= EXERCISE =
Find every line in the entries that holds the string "brown" and report it.

= SOURCE DATA =
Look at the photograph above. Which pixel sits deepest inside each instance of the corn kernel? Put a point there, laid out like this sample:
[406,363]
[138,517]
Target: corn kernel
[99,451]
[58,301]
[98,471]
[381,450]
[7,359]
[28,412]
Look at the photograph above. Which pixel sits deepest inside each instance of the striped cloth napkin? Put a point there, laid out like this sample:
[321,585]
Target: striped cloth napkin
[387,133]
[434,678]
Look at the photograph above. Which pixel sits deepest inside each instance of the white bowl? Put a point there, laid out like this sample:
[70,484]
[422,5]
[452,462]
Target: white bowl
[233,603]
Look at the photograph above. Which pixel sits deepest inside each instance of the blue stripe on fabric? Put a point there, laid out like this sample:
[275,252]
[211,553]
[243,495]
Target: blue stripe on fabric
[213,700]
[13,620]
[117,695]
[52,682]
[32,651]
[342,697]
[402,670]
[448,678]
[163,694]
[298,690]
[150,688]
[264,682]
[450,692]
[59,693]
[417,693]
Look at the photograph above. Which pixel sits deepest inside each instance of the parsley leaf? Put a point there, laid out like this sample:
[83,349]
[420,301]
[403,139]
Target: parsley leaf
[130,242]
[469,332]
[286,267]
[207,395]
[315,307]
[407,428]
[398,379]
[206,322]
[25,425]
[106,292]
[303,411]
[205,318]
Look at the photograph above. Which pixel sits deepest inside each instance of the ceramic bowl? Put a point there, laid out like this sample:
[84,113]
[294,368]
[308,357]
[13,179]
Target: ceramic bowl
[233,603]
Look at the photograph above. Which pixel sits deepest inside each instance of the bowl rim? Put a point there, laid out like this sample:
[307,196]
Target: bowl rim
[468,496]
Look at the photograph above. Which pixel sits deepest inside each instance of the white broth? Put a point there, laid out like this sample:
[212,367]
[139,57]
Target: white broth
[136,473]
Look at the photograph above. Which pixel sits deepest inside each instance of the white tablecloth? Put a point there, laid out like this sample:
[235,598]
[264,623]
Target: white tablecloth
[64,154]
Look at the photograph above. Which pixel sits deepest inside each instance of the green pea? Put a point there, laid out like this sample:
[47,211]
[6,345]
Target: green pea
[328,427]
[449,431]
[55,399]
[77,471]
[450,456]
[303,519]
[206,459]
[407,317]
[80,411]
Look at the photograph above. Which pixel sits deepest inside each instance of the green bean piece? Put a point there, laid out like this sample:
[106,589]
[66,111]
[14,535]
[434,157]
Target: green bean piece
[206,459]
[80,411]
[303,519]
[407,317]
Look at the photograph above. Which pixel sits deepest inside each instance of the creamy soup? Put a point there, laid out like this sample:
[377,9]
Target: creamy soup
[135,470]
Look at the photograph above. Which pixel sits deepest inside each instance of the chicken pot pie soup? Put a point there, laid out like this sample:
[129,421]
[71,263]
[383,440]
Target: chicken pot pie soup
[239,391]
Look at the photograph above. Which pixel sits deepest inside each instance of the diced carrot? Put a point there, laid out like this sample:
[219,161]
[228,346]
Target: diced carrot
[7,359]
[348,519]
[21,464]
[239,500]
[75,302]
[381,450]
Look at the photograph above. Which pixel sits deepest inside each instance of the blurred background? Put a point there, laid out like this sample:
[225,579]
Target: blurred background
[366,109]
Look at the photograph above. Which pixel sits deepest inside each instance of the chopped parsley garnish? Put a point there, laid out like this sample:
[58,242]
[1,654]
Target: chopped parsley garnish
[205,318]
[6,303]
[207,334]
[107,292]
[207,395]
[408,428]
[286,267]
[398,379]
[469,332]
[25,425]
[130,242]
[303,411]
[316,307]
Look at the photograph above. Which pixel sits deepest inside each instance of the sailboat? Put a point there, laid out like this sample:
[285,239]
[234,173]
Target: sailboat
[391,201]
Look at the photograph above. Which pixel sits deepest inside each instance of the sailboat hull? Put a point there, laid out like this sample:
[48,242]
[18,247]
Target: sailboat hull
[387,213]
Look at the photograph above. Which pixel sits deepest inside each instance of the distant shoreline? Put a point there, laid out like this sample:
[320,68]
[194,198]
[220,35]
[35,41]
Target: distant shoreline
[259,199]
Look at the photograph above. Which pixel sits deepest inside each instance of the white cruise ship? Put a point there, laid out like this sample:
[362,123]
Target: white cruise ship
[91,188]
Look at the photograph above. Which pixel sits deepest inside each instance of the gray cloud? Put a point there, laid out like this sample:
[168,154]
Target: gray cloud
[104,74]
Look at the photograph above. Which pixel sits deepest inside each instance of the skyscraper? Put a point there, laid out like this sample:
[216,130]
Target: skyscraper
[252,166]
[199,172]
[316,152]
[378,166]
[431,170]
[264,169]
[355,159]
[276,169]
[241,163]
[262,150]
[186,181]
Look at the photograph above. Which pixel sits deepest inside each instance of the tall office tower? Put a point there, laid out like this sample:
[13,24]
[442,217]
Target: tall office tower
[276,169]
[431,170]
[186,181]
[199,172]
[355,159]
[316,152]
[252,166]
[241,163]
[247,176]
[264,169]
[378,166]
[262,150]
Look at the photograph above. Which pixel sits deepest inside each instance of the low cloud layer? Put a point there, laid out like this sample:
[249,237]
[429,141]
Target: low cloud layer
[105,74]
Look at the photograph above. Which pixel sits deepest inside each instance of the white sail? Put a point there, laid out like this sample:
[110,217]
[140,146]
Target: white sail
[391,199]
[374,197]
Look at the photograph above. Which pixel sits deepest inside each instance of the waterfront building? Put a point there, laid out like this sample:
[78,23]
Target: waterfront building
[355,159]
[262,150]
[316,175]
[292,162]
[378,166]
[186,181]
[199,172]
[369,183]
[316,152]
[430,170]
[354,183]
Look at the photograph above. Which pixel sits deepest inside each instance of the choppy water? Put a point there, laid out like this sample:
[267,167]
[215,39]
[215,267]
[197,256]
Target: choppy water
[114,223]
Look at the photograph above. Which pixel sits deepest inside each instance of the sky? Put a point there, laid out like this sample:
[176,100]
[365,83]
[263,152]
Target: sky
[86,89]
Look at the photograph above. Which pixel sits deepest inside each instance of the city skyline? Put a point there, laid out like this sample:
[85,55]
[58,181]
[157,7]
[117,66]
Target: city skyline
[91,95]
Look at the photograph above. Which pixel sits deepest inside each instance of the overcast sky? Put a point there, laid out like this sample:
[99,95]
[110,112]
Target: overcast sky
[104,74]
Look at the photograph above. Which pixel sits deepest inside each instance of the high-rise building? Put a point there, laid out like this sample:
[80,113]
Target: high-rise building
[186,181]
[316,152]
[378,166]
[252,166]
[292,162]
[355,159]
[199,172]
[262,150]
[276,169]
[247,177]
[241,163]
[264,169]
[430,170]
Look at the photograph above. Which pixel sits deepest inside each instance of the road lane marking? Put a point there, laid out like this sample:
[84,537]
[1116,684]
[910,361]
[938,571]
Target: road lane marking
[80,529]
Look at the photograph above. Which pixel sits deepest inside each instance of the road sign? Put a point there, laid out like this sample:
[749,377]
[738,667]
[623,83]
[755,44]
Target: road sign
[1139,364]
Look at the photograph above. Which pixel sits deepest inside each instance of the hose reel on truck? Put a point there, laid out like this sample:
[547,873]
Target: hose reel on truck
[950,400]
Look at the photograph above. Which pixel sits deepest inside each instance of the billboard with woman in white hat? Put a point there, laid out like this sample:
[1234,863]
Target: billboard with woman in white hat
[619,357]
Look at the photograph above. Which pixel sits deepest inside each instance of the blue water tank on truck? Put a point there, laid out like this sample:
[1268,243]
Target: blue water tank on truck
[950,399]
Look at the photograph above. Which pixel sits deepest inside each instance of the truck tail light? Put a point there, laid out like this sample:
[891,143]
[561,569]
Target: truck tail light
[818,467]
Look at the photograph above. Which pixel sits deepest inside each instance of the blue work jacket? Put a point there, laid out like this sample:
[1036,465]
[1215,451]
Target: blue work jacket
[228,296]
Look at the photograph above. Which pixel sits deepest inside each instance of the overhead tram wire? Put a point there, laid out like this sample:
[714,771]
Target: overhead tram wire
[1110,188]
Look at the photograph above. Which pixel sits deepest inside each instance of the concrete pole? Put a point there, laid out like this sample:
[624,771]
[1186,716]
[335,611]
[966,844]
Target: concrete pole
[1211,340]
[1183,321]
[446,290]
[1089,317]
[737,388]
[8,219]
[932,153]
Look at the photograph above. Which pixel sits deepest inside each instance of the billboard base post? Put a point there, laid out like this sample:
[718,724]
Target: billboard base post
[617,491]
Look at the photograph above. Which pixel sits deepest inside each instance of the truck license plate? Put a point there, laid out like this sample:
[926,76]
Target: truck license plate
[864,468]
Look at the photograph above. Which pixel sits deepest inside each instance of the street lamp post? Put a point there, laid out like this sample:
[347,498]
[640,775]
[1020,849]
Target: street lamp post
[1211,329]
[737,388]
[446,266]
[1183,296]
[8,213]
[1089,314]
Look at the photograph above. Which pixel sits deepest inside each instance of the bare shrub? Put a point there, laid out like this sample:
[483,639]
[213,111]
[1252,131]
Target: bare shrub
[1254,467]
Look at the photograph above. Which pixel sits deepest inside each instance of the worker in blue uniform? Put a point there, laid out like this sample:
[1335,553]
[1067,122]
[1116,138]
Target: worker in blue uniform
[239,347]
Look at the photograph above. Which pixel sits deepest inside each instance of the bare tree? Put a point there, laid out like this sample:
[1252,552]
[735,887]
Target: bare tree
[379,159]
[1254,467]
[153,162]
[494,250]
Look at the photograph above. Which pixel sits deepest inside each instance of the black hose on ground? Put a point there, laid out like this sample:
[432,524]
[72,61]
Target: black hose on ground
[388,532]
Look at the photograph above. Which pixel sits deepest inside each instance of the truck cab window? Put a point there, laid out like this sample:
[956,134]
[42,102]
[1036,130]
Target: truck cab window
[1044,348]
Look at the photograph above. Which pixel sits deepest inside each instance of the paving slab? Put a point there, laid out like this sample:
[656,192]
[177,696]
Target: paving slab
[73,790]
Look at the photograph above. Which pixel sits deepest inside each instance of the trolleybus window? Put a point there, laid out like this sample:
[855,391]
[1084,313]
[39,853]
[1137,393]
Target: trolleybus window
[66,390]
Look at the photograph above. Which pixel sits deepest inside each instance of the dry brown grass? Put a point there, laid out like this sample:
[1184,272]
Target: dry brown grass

= TASK RESPONSE =
Look at the photograph above. Which pixel sits deepest inside each instance of the dry brown grass? Put a point there, laid out like this sample:
Target: dry brown grass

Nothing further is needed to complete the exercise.